▶ Entries provided

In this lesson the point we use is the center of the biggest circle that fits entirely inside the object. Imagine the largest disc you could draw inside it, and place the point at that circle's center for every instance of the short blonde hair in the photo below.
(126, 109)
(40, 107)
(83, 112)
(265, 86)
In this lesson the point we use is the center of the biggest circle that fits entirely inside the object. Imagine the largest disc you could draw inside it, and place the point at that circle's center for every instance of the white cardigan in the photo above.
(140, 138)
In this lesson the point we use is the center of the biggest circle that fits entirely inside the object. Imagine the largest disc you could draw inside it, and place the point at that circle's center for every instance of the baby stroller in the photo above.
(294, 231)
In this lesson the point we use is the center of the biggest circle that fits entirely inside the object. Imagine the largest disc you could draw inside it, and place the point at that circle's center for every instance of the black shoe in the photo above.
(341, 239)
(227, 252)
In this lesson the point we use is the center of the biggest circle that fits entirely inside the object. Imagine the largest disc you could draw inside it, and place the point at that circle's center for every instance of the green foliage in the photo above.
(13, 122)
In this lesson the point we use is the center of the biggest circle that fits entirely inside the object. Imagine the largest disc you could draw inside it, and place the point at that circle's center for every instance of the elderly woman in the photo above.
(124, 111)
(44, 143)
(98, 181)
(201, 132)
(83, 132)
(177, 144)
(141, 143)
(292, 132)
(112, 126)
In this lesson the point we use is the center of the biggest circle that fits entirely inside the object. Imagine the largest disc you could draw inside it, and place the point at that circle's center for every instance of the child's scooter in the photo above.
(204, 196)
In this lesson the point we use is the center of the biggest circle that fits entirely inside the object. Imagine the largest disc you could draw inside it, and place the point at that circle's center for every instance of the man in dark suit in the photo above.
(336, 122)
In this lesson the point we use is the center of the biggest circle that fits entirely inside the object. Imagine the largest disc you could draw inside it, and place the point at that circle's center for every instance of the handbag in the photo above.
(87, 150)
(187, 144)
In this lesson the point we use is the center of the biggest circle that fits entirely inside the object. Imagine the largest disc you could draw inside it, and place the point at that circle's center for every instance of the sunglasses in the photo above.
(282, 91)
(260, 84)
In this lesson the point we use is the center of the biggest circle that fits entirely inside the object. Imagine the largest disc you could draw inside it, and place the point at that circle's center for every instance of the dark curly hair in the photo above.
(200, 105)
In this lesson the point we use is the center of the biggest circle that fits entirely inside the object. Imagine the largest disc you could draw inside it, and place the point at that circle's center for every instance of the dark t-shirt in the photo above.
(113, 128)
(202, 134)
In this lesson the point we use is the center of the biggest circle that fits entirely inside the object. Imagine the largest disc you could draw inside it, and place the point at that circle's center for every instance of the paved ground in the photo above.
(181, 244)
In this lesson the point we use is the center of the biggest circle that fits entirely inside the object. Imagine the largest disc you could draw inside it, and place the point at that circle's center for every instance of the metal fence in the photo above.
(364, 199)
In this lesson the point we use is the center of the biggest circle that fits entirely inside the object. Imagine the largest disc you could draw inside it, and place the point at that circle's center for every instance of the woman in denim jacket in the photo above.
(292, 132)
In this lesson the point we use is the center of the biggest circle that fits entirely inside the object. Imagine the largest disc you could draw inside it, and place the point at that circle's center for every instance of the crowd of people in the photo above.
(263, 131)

▶ Task requirements
Copy the lines from the one containing "fence in the photo above." through the end of the records, changing "denim jacket" to "leather jacket" and leaving everything else as it is.

▶ Written solution
In this lesson the point we use is the center of the biggest circle that fits entirely inside the object. Imagine the largest disc you could draw inside it, and place the point at that circle's center for every instance of the metal fence in the photo above.
(364, 199)
In this lesson the point we use is the center of the biggest circle that fits entirely inside the object. Imagine the largest disc you could draw inside it, and place the point at that circle's center for every instance of the woman in leather jacket in the photo above.
(292, 132)
In this lesson the point we use is the center of the biggest circle that fits entirely inside the object. Imagine the largest disc you could draw inside it, and place the point at that circle's center for every instance of the crowd of people in the photo above.
(263, 131)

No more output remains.